L’episodio la dice lunga sulla
tendenza di alcuni esponenti della Chiesa a scambiare il proprio compito, che
dovrebbe essere quello di testimoniare la Verità Evangelica,
con quello di esponenti di certo sindacalismo o di certa politica che, in nome
del finto-buonismo del politically correct, usa il concetto di
carità come un grimaldello per scardinare l’assetto della nostra società
insieme alla sua cultura e alla sua storia e soprattutto alla sua identità più
sostanziale, quella cristiana. Infatti, sostenere che occorre spalancare le
frontiere del nostro territorio ad ogni tipo di immigrazione non solo non ci
consentirà di offrire condizioni di vita civile, quella a cui tutti hanno diritto,
a una massa incontrollata e incontrollabile di convenuti, costringendo la
maggior parte di essi a vivere ai margini della nostra esistenza, ma esporrà
tutti noi al pericolo maggiore e più grave, quello d’essere snaturati e
travolti da quell’invasione sempre più massiccia di culture diverse e ostili
alla nostra che la maggioranza della popolazione italiana, più avveduta e
lungimirante di certi politici e di
taluni ecclesiastici, mostra giustamente di temere.

Record forniti »
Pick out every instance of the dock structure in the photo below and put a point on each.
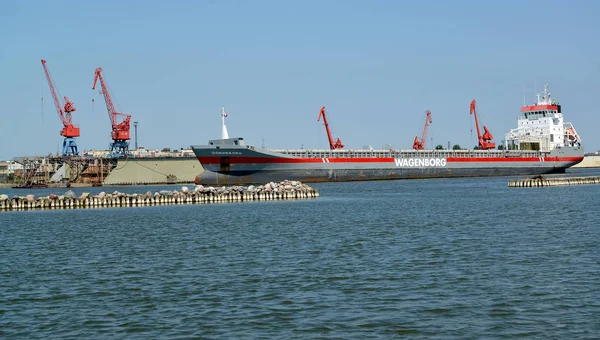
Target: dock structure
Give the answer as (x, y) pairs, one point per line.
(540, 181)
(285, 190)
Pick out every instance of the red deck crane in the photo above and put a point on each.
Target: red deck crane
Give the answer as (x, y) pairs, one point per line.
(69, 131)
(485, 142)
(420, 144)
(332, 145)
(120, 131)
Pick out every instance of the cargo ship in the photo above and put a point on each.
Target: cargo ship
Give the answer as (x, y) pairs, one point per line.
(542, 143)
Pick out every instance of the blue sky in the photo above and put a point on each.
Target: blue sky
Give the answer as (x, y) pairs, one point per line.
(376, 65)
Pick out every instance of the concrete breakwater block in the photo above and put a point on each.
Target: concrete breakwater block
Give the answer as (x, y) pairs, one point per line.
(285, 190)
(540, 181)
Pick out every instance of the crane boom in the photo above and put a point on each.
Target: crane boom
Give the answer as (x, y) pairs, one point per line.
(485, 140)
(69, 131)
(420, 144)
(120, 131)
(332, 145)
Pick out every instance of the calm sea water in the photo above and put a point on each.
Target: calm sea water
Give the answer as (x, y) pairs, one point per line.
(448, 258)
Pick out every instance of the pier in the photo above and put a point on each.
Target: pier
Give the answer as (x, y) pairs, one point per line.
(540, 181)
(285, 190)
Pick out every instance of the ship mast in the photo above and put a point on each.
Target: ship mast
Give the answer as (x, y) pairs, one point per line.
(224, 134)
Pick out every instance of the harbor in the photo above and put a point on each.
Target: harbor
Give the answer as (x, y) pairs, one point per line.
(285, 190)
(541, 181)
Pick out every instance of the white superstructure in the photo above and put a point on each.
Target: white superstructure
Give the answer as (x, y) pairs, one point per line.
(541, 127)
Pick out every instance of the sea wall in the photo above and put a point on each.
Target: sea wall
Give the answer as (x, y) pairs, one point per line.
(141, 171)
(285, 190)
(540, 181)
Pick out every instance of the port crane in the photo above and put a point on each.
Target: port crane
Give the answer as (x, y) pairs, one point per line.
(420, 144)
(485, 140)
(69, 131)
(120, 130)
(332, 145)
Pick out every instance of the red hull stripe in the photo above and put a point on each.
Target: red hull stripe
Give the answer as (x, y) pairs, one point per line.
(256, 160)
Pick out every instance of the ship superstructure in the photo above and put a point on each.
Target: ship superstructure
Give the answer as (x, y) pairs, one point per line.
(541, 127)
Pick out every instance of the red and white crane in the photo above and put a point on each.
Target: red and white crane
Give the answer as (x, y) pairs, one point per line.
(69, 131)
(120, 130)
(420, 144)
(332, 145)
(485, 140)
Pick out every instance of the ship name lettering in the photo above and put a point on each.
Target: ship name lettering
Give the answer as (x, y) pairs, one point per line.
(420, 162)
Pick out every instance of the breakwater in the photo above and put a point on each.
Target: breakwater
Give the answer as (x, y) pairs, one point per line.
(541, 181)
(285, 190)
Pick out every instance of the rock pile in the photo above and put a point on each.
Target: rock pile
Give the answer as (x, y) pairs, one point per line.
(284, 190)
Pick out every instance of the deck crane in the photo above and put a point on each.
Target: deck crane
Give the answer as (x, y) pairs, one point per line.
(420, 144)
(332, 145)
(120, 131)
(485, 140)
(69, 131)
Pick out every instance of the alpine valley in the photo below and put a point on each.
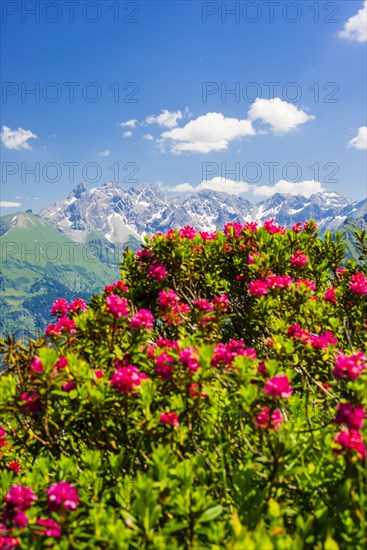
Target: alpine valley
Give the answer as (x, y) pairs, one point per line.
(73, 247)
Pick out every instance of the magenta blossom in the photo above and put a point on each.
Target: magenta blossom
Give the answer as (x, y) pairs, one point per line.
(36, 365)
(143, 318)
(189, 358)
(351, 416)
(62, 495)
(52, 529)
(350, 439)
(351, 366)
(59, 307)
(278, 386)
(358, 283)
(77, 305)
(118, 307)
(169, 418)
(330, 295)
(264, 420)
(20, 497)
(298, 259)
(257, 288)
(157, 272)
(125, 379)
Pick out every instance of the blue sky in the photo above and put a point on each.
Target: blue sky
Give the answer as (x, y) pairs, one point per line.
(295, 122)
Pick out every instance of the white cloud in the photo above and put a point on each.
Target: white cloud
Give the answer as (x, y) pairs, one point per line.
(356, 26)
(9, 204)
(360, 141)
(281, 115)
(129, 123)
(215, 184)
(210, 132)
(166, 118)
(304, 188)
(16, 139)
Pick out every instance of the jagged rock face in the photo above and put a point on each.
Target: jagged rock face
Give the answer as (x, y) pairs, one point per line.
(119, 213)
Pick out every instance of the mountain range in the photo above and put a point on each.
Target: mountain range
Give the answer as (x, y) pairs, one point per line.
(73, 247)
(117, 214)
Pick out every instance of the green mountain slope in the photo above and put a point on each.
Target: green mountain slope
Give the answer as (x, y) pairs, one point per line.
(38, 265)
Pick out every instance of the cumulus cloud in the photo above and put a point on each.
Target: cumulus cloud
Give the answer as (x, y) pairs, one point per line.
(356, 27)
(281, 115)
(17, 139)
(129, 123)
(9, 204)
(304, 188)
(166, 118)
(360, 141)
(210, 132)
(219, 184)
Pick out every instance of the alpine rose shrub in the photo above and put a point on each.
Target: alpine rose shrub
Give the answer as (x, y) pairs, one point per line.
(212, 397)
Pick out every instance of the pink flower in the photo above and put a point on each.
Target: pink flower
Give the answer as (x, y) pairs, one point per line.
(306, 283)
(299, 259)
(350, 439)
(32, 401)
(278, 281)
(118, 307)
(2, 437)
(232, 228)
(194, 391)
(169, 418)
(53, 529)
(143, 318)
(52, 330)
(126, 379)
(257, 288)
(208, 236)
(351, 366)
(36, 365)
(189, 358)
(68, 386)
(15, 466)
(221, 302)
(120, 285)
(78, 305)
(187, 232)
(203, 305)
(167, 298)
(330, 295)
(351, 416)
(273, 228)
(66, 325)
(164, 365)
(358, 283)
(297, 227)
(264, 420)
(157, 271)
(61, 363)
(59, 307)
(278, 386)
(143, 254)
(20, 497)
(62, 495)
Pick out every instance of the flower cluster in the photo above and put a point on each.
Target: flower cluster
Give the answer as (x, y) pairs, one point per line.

Obiettivo » Elenca tutto ciò che, secondo il brano, viene scardinato usando il concetto di carità "come un grimaldello".

Soluzione svolta »
- l'assetto della nostra società
- la sua cultura
- la sua storia
- la sua identità più sostanziale, quella cristiana